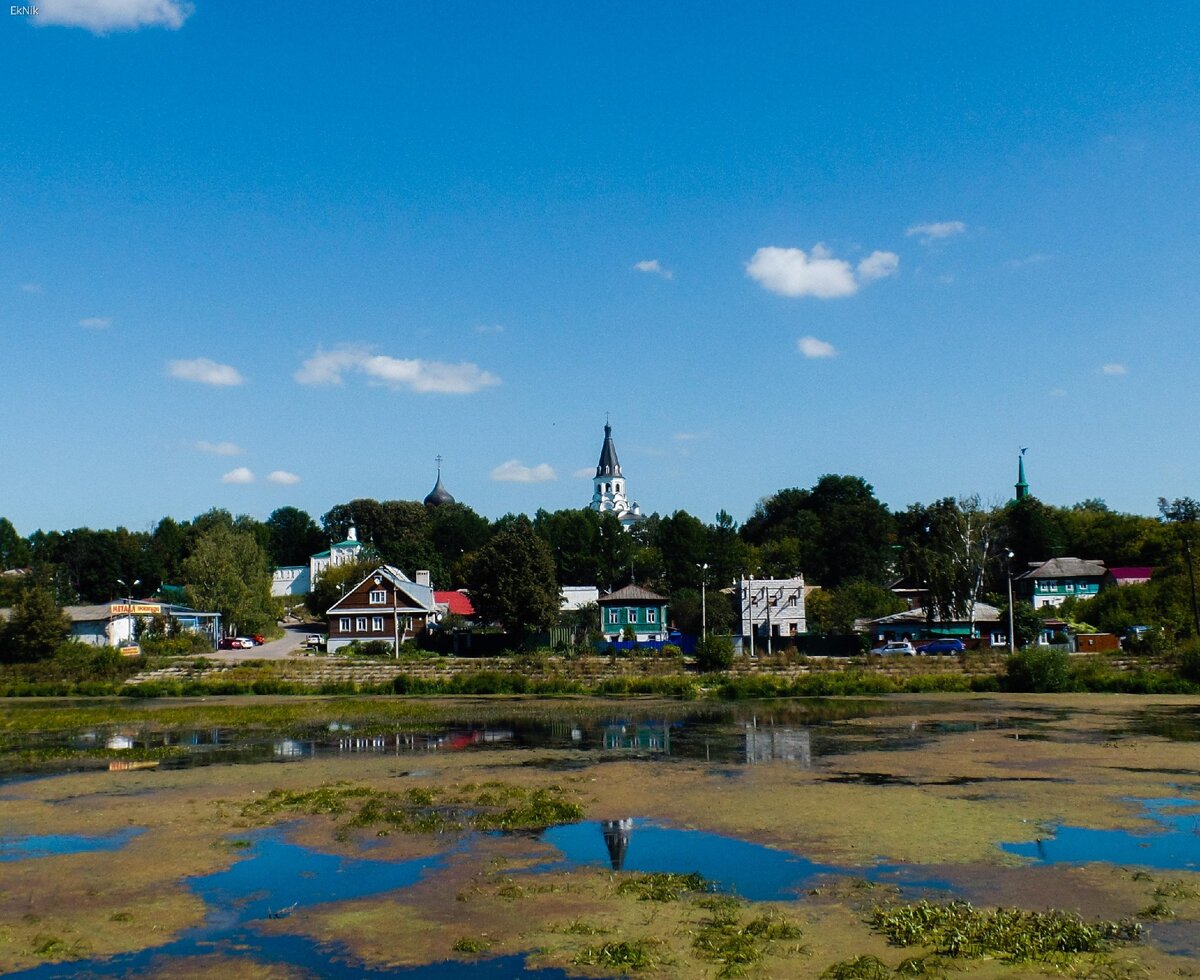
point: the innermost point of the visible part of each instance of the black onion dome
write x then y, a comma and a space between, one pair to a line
438, 495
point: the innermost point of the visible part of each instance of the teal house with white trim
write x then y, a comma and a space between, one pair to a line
1049, 583
639, 608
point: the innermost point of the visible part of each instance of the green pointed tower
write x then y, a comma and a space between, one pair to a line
1023, 487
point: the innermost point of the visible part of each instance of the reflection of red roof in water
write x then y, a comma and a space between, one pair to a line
459, 602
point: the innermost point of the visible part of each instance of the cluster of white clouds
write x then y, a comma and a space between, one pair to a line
329, 367
205, 371
246, 475
106, 16
515, 472
813, 347
817, 272
654, 268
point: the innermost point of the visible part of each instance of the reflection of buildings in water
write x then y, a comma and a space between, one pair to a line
779, 744
652, 737
616, 839
291, 749
399, 744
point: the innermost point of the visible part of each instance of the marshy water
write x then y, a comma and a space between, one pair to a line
822, 807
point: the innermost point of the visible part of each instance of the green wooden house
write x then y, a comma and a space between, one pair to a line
642, 611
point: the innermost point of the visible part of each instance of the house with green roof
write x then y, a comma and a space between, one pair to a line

------------

**What you are asked to do**: Present every line of the material above as a Markdown table with the columns "Row" and "Line", omitting blank lines and any pictures.

**Response to this exercise**:
| Row | Line |
|---|---|
| 1 | point: the innermost point of the visible part of each instance of the black onion dome |
| 2 | write x then y, a comma and a space between, one pair to a line |
| 3 | 438, 495 |
| 4 | point: the innermost point of the visible part of each instance of the teal house with white trim |
| 5 | write x then y, a comma and a space between, one pair to a line |
| 6 | 1049, 583 |
| 7 | 639, 608 |
| 8 | point: the innermost point of the visible part of each instance of the green pointed tower |
| 9 | write x then y, a comma and a space between, one pair to a line |
| 10 | 1023, 487 |
| 11 | point: the innermost point of the visible part of each instance of the reflection of red roof in water |
| 12 | write x then y, a comma and a space between, one pair to a line |
| 13 | 459, 602 |
| 14 | point: the innermost point of the visible part of each instance of the cluster of white clouds |
| 15 | write x then y, a comma and a space between, one pair to a line |
| 16 | 329, 367 |
| 17 | 205, 371 |
| 18 | 246, 475 |
| 19 | 106, 16 |
| 20 | 515, 472 |
| 21 | 813, 347 |
| 22 | 817, 272 |
| 23 | 654, 268 |
| 24 | point: the innermost point of the visible part of each instance of the reflection of buildings in water |
| 25 | write x then y, a comma and a space between, one pair to a line |
| 26 | 779, 744 |
| 27 | 652, 737 |
| 28 | 616, 839 |
| 29 | 291, 749 |
| 30 | 399, 744 |
| 31 | point: the innermost point of the visible part of each instance of the marshy water |
| 32 | write x then y, a comma and a space between, one pair to a line |
| 33 | 822, 807 |
| 34 | point: the innermost point of the visible part of each instance of the green wooden house |
| 35 | write x then y, a comma and a space between, one pair to a line |
| 36 | 642, 611 |
| 37 | point: the innermost point of the visible part of each instance of the house with green roof |
| 38 | write x then y, a comma and a space between, one pair to a line |